However, I never finished reading Wonderstruck. I don’t know why, I just wasn’t hooked into the story. But I was very intrigued when I heard that Todd Haynes was directing a film adaptation. I went into this expecting this to be one of my favorite films of the year.

While I don’t think the film was quite that good, I did enjoy it for what it was.

Much like its book counterpart, Wonderstruck just didn’t seem as exciting as Hugo. I don’t know what it is, but the sense of adventure feels dimmed, and the movie does drag at times. Now, in all fairness, this is not an easy book to adapt into a film. And Todd Haynes does a good job with what he’s given.

The MVP of the cast is probably newcomer Millicent Simmons. The filmmakers felt it was crucial to cast a child who is actually deaf to play her role, and the decision pays off. I feel kind of bad for Millicent because I know she’s not gonna get a ton of other roles after this. For what it’s worth, she’s very good.

--- Exercise requirements ---
Extract the part of the Wonderstruck review that runs from "The MVP of the" up to and including "she’s very good.", copying it word for word.

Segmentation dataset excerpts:
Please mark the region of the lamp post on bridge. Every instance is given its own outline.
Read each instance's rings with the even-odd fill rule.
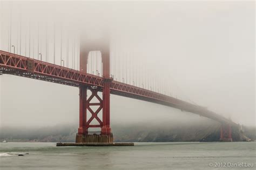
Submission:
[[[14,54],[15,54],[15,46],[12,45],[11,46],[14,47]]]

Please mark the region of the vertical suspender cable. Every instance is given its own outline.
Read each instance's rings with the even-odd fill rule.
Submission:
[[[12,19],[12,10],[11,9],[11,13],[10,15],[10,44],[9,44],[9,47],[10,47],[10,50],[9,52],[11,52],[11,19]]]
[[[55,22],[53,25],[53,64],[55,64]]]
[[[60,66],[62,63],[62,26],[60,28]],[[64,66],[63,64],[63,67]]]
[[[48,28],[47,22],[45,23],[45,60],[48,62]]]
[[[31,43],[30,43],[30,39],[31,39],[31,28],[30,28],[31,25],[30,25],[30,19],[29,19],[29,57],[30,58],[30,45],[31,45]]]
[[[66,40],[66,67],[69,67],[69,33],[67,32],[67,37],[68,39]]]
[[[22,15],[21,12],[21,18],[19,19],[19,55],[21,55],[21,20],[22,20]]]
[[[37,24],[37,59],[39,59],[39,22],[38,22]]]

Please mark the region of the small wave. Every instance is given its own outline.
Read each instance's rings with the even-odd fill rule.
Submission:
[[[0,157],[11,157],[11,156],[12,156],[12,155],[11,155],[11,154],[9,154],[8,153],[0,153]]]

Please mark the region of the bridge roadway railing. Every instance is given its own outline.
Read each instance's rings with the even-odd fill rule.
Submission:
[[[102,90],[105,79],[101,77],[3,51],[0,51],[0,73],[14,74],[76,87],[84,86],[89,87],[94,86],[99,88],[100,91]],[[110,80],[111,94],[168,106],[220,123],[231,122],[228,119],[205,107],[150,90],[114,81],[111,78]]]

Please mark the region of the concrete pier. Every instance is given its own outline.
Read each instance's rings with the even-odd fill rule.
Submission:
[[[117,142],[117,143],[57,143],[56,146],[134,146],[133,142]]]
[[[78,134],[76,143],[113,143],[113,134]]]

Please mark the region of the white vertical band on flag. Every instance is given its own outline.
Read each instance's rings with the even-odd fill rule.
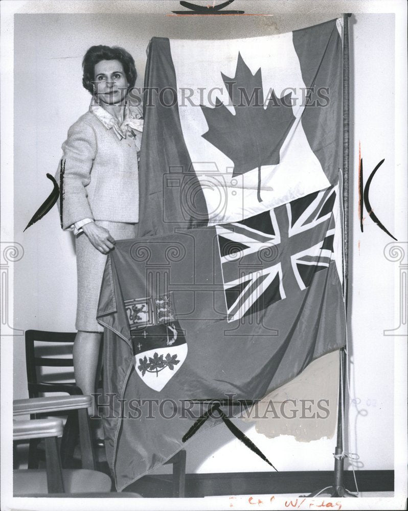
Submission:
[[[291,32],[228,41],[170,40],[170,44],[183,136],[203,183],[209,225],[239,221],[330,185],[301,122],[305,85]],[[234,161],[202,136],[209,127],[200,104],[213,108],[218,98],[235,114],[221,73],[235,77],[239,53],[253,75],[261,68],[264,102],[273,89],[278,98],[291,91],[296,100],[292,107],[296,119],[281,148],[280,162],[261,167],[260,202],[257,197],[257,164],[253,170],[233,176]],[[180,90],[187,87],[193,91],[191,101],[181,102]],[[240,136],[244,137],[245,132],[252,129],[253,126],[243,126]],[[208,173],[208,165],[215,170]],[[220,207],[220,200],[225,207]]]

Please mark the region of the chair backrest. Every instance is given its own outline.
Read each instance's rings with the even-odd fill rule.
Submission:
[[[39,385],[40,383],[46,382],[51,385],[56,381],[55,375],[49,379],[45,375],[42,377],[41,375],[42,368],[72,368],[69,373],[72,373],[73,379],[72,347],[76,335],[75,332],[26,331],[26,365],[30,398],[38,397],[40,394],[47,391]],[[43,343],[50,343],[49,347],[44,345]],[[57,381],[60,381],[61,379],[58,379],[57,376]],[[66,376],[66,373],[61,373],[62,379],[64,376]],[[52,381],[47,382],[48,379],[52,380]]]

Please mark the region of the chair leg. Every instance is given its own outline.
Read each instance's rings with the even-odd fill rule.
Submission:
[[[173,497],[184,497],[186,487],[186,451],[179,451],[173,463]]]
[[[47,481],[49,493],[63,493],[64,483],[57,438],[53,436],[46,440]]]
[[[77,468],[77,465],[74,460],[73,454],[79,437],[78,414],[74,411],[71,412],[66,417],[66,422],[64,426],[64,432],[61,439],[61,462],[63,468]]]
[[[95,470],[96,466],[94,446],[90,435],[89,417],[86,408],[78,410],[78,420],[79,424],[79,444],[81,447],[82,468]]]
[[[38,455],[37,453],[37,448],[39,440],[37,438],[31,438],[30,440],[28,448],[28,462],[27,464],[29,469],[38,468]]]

--- Written answer ---
The MVP of the cast is probably newcomer Millicent Simmons. The filmmakers felt it was crucial to cast a child who is actually deaf to play her role, and the decision pays off. I feel kind of bad for Millicent because I know she’s not gonna get a ton of other roles after this. For what it’s worth, she’s very good.